Exercise brief - Report every line of the data below that contains the string "pointer". A match must have the same case.

Saved entries:
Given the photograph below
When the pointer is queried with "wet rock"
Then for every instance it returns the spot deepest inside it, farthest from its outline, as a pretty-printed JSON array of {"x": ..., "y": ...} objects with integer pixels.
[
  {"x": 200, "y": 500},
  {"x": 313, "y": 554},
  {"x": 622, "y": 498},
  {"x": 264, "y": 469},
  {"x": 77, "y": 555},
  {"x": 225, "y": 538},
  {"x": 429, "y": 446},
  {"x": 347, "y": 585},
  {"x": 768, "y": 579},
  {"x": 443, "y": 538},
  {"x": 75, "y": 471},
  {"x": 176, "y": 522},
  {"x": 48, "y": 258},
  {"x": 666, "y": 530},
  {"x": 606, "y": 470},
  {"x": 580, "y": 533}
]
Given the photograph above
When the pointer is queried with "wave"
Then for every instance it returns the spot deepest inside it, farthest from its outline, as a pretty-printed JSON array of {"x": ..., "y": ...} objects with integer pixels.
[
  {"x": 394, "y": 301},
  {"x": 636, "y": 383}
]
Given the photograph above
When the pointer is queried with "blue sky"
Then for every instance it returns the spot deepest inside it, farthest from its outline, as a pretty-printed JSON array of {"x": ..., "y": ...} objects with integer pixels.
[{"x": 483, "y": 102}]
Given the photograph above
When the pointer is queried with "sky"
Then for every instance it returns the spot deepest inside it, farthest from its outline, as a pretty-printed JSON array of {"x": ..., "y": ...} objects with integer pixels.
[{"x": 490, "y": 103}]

Answer for the task -
When the pointer is queried with "wet rock"
When the pointer is queried with "wave"
When the pointer is queried with "blue sky"
When the pointer is queried with "sky"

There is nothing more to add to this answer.